Even as hotels post record occupancies, some are looking for other ways to
make money. In many cases, they have turned to their public spaces, seeing them
as more than simply passageways to somewhere else. Instead, the hotels have come
up with ways to entice their guests to linger in those spaces, and perhaps,
spend more money.
"If you add a chocolate bar, that's a space that was not revenue-producing,
and now it creates revenue," said Reneta McCarthy, lecturer at the Cornell
University School of Hotel Administration.
Even supposedly free amenities in the public spaces generate indirect
earnings, she said. "Don't kid yourself — these things are all about getting a
higher room rate," Ms. McCarthy said. "An art collection helps the customers
feel like they're getting more value."
The enticements, added primarily by luxury hotels since the travel industry
began to rebound in 2002 and 2003, tend to focus on creating an atmosphere for
socializing rather than on selling products.
"I think the idea of lobby retail shops has seen its day," said Paul M.
McManus, president and chief executive of Leading Hotels of the World, a
marketing organization that represents 440 hotels worldwide. He said that hotels
had begun offering more "lifestyle choices," adding: "It's a different approach.
It has to do with creating an ambience for the hotel as a warm and comfortable
place to be. Who's attracted to a tiara in a showcase?"
Among the new frills: celebrity chefs, live music and themed movie nights.
The Four Seasons Hotel in Miami, which shows movies every Thursday night on its
rooftop, opened with a Humphrey Bogart mini-festival, and at the Baglioni Hotel
London, Fellini films and other Italian classics are screened on the first
Sunday of each month.
The two-year-old chocolate bar at the Peninsula Chicago, which offers
unlimited cappuccino and desserts for under $30, became so popular that the
Conrad Hotel six blocks away borrowed the idea and hired the Peninsula hotel
manager who created it.
The Renaissance Arts Hotel in New Orleans, which closed only briefly after
Hurricanes Katrina and Rita, offers an interactive "artist of the month" program
in which the featured artist conducts a wine tasting once a week, pairing the
flavor, notes and hues of the wine to his or her artwork. And at the Four
Seasons in Washington, the walls are adorned with 2,000 pieces of art from the
private collection of William Louis-Dreyfus (until recently, the holdings of the
Louis Dreyfus Group, where Mr. Dreyfus is chairman, included the hotel).
"People respond to real art as opposed to reproduced art or 'hotel art,'
which is there just to fill a space," says Mary Anne Costello, who manages the
art collection for the Louis Dreyfus Group.
The initiatives are intended to appeal to all the senses. There is a harpist
at tea time in the Ritz-Carlton New York, Central Park, and a jazz trio in the
buttoned-up St. Regis in New York, which also unveiled its new Remède spa last
September. Every Tuesday, the Affinia Gardens in New York offers chair massages
and guided meditation in its Serenity Lounge for "Tranquillity Hour." In San
Francisco, the Mandarin Oriental reinvigorated its lounge by adding a sushi bar
and offering live jazz piano, while Raffles L'Ermitage in Beverly Hills is
opening a patio lounge where cigars, free cookies and wireless Internet access
are available.

──────

Written task 1 |
Copy the part of the rows that opens with the line containing "Task: Find the tree trunk" and runs through the end of the rows, keeping every line but leaving out the pictures. Multiply each answer coordinate by 1.15 and round it to a whole number, with halves rounding up, and keep all other numbers unchanged.
Written task 2 |
Write a continuation of the text on hotels earning money from their public spaces, starting right after its last sentence.

[Dataset rows on where objects appear]
──────

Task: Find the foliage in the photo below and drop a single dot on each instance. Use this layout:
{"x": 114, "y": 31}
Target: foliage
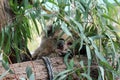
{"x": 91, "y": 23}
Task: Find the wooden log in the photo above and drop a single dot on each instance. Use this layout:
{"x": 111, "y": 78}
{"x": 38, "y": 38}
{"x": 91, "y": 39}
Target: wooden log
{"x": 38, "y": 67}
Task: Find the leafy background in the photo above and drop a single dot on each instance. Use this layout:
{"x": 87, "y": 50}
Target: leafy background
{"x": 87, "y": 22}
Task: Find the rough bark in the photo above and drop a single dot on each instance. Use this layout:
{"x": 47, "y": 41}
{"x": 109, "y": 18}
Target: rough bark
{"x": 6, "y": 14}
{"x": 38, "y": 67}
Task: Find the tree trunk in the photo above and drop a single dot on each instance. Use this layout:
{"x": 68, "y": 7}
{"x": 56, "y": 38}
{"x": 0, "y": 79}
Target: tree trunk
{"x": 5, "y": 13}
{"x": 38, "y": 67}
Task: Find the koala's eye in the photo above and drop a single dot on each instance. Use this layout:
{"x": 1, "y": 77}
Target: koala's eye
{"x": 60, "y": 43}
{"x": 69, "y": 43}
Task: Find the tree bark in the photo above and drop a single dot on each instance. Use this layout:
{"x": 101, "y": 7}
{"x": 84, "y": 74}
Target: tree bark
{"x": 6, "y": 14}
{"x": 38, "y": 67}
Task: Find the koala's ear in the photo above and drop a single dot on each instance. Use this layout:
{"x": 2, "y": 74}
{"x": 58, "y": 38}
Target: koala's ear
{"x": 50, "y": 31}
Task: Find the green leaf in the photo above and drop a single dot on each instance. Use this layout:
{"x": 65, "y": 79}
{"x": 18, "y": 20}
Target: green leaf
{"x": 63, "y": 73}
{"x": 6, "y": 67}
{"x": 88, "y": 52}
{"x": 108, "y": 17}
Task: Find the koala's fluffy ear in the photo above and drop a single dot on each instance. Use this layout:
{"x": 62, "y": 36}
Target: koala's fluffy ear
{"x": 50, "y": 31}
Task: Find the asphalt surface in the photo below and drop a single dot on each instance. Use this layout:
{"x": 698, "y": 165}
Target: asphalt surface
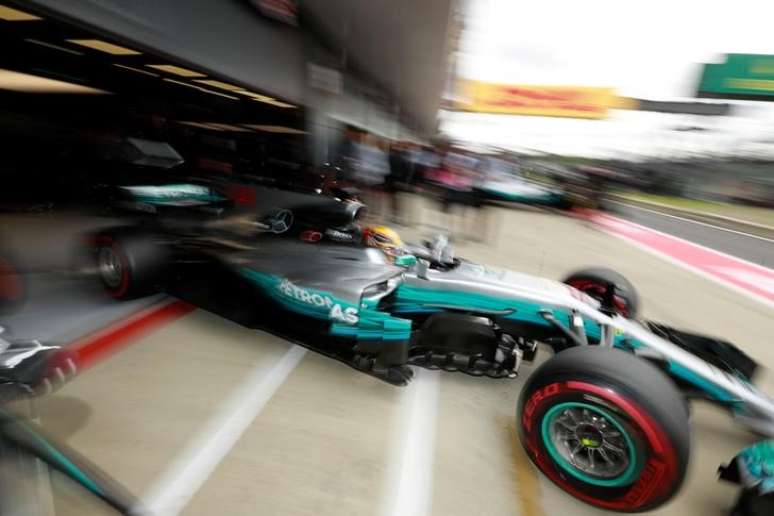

──────

Task response 1 |
Task: Find the tree trunk in the photo above and drop a single dot on each instance. Use this layout:
{"x": 68, "y": 7}
{"x": 56, "y": 38}
{"x": 0, "y": 79}
Target: tree trunk
{"x": 6, "y": 15}
{"x": 44, "y": 77}
Task: Find the koala's eye in the photo above and drop a single dot on each instance. Use this layout:
{"x": 1, "y": 77}
Target: koala's eye
{"x": 69, "y": 49}
{"x": 79, "y": 49}
Task: Find the tree bark in the photo above and drop a single dot on each instance. Use this layout:
{"x": 101, "y": 7}
{"x": 84, "y": 74}
Target: tree bark
{"x": 7, "y": 16}
{"x": 44, "y": 77}
Task: Find the koala's ear in the photo above and drop a single dot on each instance. Use this layout:
{"x": 2, "y": 74}
{"x": 58, "y": 38}
Target: koala's ear
{"x": 58, "y": 36}
Task: Find the green leaf in the photo above and drop a single dot on each instance. Use this layout:
{"x": 65, "y": 79}
{"x": 18, "y": 20}
Target: green leaf
{"x": 72, "y": 84}
{"x": 7, "y": 77}
{"x": 101, "y": 60}
{"x": 124, "y": 20}
Task: Find the koala's fluffy ear in the photo above and drop a single dot on each instance. Use this layout:
{"x": 62, "y": 36}
Target: koala's fluffy ear
{"x": 58, "y": 36}
Task: Find the asphalt surface in the photo below and drop a single dot on each instance. Use this layout:
{"x": 698, "y": 165}
Target: asphalt surface

Task response 2 |
At the Regent Beverly Wilshire in Los Angeles, the big news is the hotel's
expected opening in June of a Wolfgang Puck restaurant designed by Richard
Meier. "Hotel restaurants don't have the best rap for food," said Ms. McCarthy
of Cornell, "but now they know that a buzzy restaurant draws publicity. Look at
what the Waldorf-Astoria has done with its Peacock Alley." The historic
restaurant reopened in November 2005 after a $5.5 million renovation.
The French architect Pierre-Yves Rochon, who oversaw the redesign of the Four
Seasons George V in Paris, knows well the difficulty of keeping guests inside
the hotel. He said that hotel dining was never "in the education of the French,"
especially with so many outstanding choices outside.
But when Le Cinq, the restaurant at the George V that Mr. Rochon redesigned,
emerged as a three-star Michelin triumph, the Four Seasons Hotel in New York,
owned by the Beanie Babies founder Ty Warner, enlisted Mr. Rochon to overhaul
its lounge and dining areas. This spring, 5757, the former restaurant at the
Four Seasons New York, will reopen as L'Atelier de Joël Robuchon.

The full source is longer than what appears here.